DATA PROVIDED:
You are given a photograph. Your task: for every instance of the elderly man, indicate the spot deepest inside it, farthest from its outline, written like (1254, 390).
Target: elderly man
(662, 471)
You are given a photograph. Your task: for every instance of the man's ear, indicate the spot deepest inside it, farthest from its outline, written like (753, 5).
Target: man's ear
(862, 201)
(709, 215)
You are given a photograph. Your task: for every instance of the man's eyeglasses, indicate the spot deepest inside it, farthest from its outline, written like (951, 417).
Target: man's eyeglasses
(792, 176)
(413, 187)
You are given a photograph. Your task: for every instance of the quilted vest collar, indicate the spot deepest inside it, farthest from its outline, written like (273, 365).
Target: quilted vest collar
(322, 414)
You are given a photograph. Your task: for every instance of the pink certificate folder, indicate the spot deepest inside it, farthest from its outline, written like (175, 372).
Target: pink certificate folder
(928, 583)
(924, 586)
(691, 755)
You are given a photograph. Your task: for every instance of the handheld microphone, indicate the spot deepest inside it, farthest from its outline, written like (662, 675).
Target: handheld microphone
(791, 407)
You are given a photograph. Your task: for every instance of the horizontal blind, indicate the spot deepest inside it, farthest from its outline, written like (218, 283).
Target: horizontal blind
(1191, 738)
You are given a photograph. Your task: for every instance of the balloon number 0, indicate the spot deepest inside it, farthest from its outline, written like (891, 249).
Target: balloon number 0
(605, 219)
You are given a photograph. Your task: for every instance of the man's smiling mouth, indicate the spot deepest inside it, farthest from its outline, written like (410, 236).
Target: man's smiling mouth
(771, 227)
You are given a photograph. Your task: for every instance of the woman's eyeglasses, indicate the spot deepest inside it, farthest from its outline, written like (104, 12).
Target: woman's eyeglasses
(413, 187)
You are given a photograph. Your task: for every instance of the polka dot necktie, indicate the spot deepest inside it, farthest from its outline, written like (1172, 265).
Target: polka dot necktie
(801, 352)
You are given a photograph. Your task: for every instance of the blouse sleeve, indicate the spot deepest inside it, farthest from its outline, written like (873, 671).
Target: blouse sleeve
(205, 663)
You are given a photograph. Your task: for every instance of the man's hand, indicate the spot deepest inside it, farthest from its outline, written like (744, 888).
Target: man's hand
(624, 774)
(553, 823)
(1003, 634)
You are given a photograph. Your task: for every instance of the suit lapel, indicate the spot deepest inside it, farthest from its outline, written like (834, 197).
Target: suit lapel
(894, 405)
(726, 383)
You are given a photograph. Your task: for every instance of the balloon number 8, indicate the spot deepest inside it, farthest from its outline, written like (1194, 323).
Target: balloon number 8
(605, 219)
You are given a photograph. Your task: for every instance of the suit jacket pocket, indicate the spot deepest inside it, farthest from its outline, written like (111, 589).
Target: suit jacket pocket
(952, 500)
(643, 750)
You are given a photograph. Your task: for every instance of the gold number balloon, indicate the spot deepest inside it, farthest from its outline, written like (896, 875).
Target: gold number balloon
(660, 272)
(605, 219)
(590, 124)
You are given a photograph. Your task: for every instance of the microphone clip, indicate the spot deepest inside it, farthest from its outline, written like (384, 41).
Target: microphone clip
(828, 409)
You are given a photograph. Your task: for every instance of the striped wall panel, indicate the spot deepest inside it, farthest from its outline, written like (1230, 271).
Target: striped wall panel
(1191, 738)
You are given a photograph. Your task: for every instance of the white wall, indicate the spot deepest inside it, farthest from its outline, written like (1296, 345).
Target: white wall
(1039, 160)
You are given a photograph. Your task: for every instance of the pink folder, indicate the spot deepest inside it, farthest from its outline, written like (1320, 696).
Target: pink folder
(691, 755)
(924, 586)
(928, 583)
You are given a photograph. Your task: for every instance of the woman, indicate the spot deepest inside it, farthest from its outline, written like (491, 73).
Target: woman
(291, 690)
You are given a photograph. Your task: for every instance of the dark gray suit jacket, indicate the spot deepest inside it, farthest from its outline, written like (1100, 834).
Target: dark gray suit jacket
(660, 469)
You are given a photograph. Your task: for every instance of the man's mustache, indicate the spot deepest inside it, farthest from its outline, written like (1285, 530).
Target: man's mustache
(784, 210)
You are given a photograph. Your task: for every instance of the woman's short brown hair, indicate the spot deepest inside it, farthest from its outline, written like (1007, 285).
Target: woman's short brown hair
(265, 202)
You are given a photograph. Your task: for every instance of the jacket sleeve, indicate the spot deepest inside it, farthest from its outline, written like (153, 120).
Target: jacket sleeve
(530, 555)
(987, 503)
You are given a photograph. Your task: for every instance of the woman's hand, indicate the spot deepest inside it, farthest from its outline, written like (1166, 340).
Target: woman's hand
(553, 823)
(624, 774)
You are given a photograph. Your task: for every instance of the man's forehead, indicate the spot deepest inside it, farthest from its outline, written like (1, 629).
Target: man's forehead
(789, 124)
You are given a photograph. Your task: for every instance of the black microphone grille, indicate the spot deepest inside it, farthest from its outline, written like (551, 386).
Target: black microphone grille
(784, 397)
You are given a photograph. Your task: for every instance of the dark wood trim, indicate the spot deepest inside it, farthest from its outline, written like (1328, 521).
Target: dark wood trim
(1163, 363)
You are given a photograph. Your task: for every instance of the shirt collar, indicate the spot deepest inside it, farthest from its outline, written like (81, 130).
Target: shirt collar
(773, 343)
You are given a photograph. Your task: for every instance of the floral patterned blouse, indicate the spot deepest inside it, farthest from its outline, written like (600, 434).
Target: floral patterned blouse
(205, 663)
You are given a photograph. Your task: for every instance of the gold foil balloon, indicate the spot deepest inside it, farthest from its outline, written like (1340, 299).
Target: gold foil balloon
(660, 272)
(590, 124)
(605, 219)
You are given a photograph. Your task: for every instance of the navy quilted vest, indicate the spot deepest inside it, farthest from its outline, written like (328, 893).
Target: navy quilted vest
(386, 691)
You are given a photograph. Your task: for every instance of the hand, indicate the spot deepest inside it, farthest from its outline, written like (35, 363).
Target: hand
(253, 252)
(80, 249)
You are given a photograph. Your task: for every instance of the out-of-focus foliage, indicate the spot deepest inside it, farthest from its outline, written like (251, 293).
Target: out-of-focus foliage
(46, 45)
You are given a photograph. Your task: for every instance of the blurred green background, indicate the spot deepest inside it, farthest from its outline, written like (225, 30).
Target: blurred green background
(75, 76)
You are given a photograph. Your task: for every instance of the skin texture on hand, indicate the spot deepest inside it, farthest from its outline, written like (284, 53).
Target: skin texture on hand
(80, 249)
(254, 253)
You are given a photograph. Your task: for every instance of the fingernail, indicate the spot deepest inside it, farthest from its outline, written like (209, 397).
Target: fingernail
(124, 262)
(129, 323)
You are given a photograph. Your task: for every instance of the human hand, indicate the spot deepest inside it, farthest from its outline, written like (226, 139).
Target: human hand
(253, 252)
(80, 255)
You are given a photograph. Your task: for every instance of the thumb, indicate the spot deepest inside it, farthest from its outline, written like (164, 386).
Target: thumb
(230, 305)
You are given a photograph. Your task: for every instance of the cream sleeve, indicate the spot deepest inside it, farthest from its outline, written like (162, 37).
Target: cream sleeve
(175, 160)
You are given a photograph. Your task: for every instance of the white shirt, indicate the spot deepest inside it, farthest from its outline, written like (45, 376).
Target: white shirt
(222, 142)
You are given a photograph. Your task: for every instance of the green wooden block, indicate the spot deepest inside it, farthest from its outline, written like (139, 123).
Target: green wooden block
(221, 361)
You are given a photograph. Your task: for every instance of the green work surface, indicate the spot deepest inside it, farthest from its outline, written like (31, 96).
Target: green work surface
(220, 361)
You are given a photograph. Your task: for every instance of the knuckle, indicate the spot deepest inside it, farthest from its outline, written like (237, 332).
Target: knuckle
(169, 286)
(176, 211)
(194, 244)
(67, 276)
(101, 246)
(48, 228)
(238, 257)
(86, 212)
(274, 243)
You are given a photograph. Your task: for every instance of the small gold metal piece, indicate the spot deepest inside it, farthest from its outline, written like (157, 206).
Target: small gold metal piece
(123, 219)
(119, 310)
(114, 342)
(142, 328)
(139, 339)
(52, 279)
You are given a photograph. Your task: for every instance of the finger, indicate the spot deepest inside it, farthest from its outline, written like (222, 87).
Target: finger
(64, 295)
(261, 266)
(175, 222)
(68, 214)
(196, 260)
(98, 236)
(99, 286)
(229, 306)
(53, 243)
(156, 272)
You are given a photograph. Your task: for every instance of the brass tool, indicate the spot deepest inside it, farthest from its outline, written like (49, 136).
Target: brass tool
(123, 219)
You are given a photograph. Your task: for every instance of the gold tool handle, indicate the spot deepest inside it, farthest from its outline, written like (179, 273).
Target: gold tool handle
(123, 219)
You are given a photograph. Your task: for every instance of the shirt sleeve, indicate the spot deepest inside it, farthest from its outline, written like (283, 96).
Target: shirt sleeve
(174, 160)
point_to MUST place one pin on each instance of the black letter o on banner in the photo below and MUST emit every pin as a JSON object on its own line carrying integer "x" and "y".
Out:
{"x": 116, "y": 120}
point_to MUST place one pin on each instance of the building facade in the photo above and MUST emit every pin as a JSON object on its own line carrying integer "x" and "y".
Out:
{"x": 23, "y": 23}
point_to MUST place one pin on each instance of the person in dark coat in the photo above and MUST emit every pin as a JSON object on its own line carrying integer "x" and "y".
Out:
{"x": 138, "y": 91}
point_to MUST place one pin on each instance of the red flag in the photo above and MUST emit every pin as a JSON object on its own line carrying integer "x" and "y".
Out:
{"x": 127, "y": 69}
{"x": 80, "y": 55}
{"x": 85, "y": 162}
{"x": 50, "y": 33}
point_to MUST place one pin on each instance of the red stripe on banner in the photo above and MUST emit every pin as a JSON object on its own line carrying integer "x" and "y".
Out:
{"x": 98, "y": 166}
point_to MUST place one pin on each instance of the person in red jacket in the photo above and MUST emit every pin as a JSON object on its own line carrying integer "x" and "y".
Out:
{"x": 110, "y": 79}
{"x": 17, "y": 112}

DIRECTION: Repeat the data word for word, starting at the line that contains "the red stripe" and ending at the last line of the data.

THE ANSWER:
point_to MUST place one pin on each instance of the red stripe on banner in the photo above and MUST emit every pin as a JSON object on its own line carrying integer "x" and "y".
Out:
{"x": 98, "y": 166}
point_to MUST place one pin on each instance of the person in red jacket in the photo above and MUST emit every pin as a JSON object on its own line carrying integer "x" and "y".
Out:
{"x": 110, "y": 79}
{"x": 17, "y": 112}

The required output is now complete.